REQUIREMENTS: Output exactly the lines between the line that contains "For every instance of the white property" and the last line of the material, counting both.

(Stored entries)

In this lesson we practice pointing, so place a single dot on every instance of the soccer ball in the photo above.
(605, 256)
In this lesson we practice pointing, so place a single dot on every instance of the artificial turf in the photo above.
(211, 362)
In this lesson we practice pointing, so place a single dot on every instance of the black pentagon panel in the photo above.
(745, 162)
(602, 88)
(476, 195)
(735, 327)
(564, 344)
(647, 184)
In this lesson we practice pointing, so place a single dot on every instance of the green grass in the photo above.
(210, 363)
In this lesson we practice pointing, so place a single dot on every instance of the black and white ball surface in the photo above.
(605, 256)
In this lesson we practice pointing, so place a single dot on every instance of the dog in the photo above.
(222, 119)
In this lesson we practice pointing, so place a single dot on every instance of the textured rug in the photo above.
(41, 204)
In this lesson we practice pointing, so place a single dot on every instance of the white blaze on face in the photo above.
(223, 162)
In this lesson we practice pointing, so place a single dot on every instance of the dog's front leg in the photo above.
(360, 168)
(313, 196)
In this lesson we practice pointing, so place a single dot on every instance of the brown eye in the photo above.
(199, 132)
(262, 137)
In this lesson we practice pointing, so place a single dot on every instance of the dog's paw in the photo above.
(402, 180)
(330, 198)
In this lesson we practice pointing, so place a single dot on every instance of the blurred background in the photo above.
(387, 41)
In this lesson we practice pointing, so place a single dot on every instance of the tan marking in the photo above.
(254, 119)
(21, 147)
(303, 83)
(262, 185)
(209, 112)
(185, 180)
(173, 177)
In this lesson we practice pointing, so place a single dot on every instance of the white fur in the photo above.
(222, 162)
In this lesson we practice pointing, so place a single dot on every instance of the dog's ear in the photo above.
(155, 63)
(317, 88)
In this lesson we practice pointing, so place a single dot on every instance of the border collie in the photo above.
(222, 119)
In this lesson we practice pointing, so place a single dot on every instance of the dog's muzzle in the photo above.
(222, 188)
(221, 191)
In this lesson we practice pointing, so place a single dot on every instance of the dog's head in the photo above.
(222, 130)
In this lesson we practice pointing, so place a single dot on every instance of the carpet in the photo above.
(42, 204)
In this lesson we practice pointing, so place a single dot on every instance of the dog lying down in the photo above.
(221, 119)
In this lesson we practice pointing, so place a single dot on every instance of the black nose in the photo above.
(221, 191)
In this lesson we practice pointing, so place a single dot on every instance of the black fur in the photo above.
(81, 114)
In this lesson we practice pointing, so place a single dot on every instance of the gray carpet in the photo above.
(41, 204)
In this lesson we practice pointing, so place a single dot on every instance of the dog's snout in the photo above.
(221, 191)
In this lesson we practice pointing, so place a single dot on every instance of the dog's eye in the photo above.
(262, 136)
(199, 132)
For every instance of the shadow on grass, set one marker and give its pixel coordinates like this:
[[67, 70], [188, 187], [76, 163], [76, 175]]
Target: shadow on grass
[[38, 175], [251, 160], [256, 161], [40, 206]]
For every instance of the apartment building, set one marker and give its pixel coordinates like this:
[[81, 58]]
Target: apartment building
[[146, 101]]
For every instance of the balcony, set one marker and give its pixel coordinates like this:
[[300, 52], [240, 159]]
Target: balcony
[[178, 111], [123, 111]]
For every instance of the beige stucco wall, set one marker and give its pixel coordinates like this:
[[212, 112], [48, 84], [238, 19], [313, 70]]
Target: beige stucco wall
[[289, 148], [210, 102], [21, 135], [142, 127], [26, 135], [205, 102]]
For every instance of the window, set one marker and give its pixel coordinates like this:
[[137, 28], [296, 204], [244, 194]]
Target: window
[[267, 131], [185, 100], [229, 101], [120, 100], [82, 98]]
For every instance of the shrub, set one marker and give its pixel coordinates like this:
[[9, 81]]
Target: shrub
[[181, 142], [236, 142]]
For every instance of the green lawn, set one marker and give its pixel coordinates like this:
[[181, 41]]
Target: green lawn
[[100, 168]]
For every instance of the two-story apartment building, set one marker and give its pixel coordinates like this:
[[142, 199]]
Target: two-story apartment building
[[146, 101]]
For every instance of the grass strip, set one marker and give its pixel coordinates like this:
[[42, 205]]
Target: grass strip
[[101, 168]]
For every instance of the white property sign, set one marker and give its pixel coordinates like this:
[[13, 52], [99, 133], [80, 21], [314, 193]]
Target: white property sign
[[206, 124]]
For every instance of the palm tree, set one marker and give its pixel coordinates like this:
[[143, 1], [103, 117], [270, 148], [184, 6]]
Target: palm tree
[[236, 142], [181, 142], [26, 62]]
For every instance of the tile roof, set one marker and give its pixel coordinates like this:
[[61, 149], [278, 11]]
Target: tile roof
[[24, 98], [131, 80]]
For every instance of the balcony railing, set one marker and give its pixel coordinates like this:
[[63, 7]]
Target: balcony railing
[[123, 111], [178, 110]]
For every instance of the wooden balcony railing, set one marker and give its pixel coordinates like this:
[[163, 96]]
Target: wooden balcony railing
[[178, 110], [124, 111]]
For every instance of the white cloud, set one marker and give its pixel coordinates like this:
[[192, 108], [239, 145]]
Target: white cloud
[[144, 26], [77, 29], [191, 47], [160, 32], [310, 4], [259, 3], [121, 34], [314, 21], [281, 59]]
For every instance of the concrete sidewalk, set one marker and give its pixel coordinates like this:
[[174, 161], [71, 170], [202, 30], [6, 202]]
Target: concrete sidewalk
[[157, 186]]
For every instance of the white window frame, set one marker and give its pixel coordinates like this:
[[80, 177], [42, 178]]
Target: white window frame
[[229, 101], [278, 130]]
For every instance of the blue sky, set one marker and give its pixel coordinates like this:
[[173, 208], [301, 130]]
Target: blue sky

ANSWER:
For every instance of the white property sign, set one marker and give its pixel coordinates like this:
[[13, 52], [99, 133], [80, 21], [314, 193]]
Target: white property sign
[[206, 124]]
For every instance of the palm tree, set one marker and give its pixel coordinates like this:
[[143, 1], [103, 117], [270, 148], [184, 6]]
Target: palm tree
[[236, 142], [181, 142], [26, 62]]
For every instance of the tile roof, set one marker and give its pixel coordinates like this:
[[61, 149], [278, 11]]
Target: tile roof
[[24, 98], [131, 80]]
For every instance of the balcony railing, set one marker and give its pixel coordinates like this:
[[63, 7]]
Target: balcony railing
[[123, 111], [178, 110]]
For every instance of the wooden balcony railing, set one marker and give its pixel coordinates like this:
[[163, 96]]
Target: wooden balcony railing
[[178, 110], [124, 111]]
For every instance of the white cloud, set one marker and give its pixel coordinates like this:
[[192, 108], [239, 145]]
Target: white cloud
[[144, 26], [77, 29], [191, 47], [160, 32], [310, 4], [259, 3], [121, 34], [314, 21], [281, 59]]
For every instance of the concrete sidewalk, set one marker and give its pixel coordinates like this:
[[174, 161], [71, 170], [202, 30], [6, 202]]
Target: concrete sidewalk
[[157, 186]]
For every instance of the white window frame, set one marker and give its pixel coordinates like this:
[[80, 177], [42, 178]]
Target: white window frame
[[229, 101], [278, 130]]
For every instance of the blue sky, set one marker and give its pixel coordinates like this:
[[173, 208], [301, 130]]
Target: blue sky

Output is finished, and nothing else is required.